# Exercise:
Look at the entries below and reproduce them exactly.

# Source information:
################
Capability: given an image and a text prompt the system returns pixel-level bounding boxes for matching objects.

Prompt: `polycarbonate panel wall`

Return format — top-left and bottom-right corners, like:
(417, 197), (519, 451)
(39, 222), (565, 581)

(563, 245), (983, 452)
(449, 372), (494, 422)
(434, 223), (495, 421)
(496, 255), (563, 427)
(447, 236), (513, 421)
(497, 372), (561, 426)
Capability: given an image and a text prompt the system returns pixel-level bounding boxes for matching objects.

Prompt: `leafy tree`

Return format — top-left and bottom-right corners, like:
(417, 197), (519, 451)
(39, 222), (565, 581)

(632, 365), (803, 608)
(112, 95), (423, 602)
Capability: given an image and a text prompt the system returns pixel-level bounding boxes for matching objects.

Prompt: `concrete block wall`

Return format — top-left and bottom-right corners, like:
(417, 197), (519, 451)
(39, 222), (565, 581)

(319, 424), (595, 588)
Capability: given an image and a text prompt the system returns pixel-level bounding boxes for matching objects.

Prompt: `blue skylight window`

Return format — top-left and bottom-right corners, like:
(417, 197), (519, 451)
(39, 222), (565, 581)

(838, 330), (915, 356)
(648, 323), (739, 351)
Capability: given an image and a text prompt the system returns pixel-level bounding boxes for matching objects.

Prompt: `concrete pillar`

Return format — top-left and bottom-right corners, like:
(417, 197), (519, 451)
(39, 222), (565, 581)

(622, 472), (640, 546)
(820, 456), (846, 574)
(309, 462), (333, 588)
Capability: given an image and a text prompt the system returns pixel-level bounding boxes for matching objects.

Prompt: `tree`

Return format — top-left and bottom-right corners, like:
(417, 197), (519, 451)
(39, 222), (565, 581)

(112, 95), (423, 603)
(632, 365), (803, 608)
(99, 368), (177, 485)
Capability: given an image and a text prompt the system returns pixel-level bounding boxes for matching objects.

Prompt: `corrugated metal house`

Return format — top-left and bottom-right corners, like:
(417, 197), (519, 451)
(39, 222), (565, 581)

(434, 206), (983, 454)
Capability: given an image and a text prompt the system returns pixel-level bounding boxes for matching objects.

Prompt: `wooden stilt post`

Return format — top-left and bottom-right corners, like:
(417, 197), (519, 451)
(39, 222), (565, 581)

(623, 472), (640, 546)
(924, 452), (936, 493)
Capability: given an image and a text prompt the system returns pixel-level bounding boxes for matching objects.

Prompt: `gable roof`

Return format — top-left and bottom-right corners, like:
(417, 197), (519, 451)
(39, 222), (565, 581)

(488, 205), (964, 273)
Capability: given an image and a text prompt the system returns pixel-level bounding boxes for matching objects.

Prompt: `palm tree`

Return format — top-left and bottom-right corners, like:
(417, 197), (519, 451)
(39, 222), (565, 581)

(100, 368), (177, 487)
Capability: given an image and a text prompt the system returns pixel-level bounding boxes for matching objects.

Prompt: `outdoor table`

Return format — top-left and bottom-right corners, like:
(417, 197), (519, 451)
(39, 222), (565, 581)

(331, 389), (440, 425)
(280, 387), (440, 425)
################
# Response area:
Capability: given an image and a text prompt the system returns pixel-level bounding boxes for matching objects.

Prompt: `polycarbonate panel wall`

Return format — top-left and bottom-right corners, like:
(417, 197), (519, 451)
(39, 222), (565, 581)

(563, 245), (983, 452)
(449, 372), (494, 422)
(434, 223), (495, 421)
(496, 255), (563, 427)
(447, 236), (513, 421)
(497, 372), (561, 426)
Capability: given an image and a text prompt the system returns pixel-level bounding boxes for matching objects.

Prompt: `leafy tree`

Return format — top-left and bottom-right corners, like:
(417, 197), (519, 451)
(39, 222), (565, 581)

(632, 365), (803, 608)
(112, 95), (423, 602)
Capability: given an image and a text prompt the system returns pixel-level bounding boxes for matching objects.

Prompt: `concrete block wall`

Return format — top-left and bottom-right corners, like:
(417, 197), (519, 451)
(39, 222), (565, 581)

(319, 424), (595, 588)
Capability: given an image and a text prompt the system returns pixel-level bounding boxes for matching objects.

Prompt: `blue skylight window`

Return format — top-left and bottom-right corners, like:
(417, 197), (519, 451)
(39, 222), (565, 581)

(838, 330), (915, 356)
(648, 323), (739, 351)
Capability: given an image and a text prompt the system returns pixel-level bounding boxes for matching objects.

Prompt: `concrete pillar`

Return format — top-left and bottom-right corners, like:
(417, 197), (519, 451)
(39, 222), (565, 581)

(622, 472), (640, 546)
(820, 456), (846, 574)
(309, 462), (333, 588)
Capability: given an image and a text prompt the system returns pixel-level bounding boxes for matching objects.

Prompt: `tree`

Return format — top-left and bottom-right corners, like:
(417, 197), (519, 451)
(39, 222), (565, 581)

(112, 95), (423, 603)
(632, 365), (803, 608)
(99, 368), (177, 485)
Capability: given an image and a text prompt the system returns pixel-level bounding boxes for matching objects.

Prompt: `corrugated metal house`

Return format — top-left and bottom-right corners, like:
(417, 197), (519, 451)
(39, 222), (565, 581)

(434, 206), (983, 454)
Capability: given an image and a text prompt the system returns pixel-level bounding boxes for matching objects.

Prompt: `wooden stilt post`

Return format — top-left and bottom-right corners, like:
(417, 197), (519, 451)
(39, 222), (565, 581)

(623, 472), (640, 546)
(924, 452), (936, 493)
Capability: given an image and a text prompt the system returns pixel-level bounding boxes for matching objects.

Prompt: `gable roof`

Return format — top-left and bottom-right corners, like:
(417, 197), (519, 451)
(39, 222), (565, 581)

(488, 205), (964, 273)
Capability: given an image and a text prompt the system returns pixel-level bounding boxes for matching objects.

Prompt: `palm tree`

Return format — top-left and bottom-right corners, like:
(417, 197), (519, 451)
(39, 222), (565, 581)

(100, 368), (177, 487)
Capability: given an image and a text prompt the system returns pixel-level bounding boxes for matching objects.

Prompt: `outdoor table`

Return format — top-left and bottom-right corners, like:
(417, 197), (519, 451)
(39, 222), (565, 581)

(331, 389), (440, 425)
(280, 387), (440, 425)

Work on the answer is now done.